Jones returned on Nov. 30 to eagerly report how Trump "expressed frustration on Sunday with the FBI and the Justice Department for apparently failing to investigate voter fraud and for failing to bring charges against former officials of those agencies." Like her colleagues, she censored the fact that no claims by the Trump campaign have held up in court thus far.
On Dec. 1, Arter reported how Attorney General William Barr said he had seen no evidence of widespread voting fraud; the next day, Bannister gave a platform to Trump-adjacent attorney L. Lin Wood to respond to Barr. Bannister was silent on the controversy involving Wood in Georgia in which he told voters not to take part in the Senate runoff that will determine control of the Senate. Arter also gave space to a rant on Fox News from White House press secretary Kayleigh McEnany that "Democrats have been trying to undermine the U.S. election system for years by allowing illegals on the voting rolls and fighting against signature matching."
However, there finally -- finally -- appeared to be evidence on the part of CNS to tell both sides of the story. A Dec. 1 article by Jones noted Republican state officials in Georgia defending the integrity of the election there and criticizing "the amount of misinformation that continues to flow"over the election. Of course, Jones won't admit that she and CNS are responsible for amplifying such misinformation. On Dec. 3, Jones quoted Republican Sen. Lindsey Graham urging Georgia voters to vote in the Senate runoff despite what Powell and Wood had said. And on Dec. 7, Jones quoted another Georgia state official, a Republican, pointing out that any vote fraud uncovered in the state so far is minor and won't affect the election result.

* * * * * * *

WHAT YOU WILL DO
1. In the excerpt on news coverage of Trump's election-fraud claims, what did Attorney General William Barr say he had seen, according to Arter's Dec. 1 report?
2. Write a continuation of the excerpt on news coverage of Trump's election-fraud claims, starting after its last sentence.

* * * * * * *

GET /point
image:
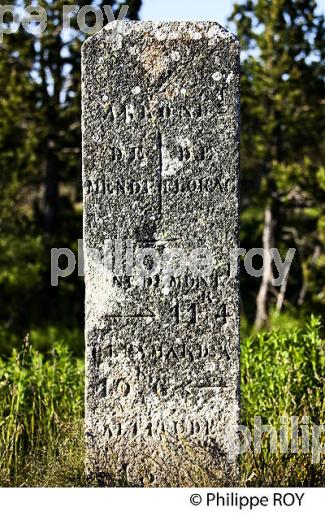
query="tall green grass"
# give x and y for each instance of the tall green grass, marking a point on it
(283, 375)
(41, 409)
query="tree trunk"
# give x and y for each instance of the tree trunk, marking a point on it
(262, 297)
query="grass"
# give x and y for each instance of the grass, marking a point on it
(41, 410)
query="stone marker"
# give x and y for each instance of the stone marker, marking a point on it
(160, 177)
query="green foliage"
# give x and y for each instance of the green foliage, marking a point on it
(283, 375)
(40, 172)
(283, 142)
(41, 411)
(40, 397)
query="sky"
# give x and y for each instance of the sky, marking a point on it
(181, 10)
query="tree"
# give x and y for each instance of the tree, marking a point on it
(282, 136)
(40, 159)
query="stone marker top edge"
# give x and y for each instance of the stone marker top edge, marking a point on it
(163, 31)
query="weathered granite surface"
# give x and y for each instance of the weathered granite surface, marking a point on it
(160, 172)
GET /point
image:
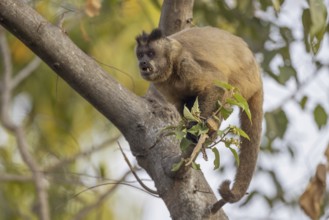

* * * * * * *

RESPONSES IN ORDER
1. He said he had seen no evidence of widespread voting fraud.

2.
In between, however, Jones did a total stenography job on the "46-minute videotaped message he posted directly to Facebook, bypassing the hostile White House press corps," in which he made numerous unsupported claims of election fraud. She framed those pointing out Trump's falsehoods not as speaking truth but, rather, coming from "the partisan Democrat media":
Notably, the speech was not well-received by the partisan Democrat media. Trump predicted this, saying, " Even what I'm saying now will be demeaned and disparaged, but that's OK. I just keep on going forward because I'm representing 74 million people and in fact, I'm also representing all of the people that didn't vote for me."
Indeed, CNN refused to play any of Trump's speech, calling it "lies" and "propaganda." And here are the Thursday morning headlines from two major newspapers:
"Trump, in White House Video, Delivers Falsehood-Filled Diatribe" (New York Times online edition); "Trump escalates baseless attacks on election with a 46-minute video rant" (Washington Post online edition).
Jones did not explain why the media's judgment could not be trusted, nor did she link to any fact-check of Trump. Instead, she transcribed the entirety of Trump's rant -- which, of course, is more CNS' speed as loyal pro-Trump sycophants.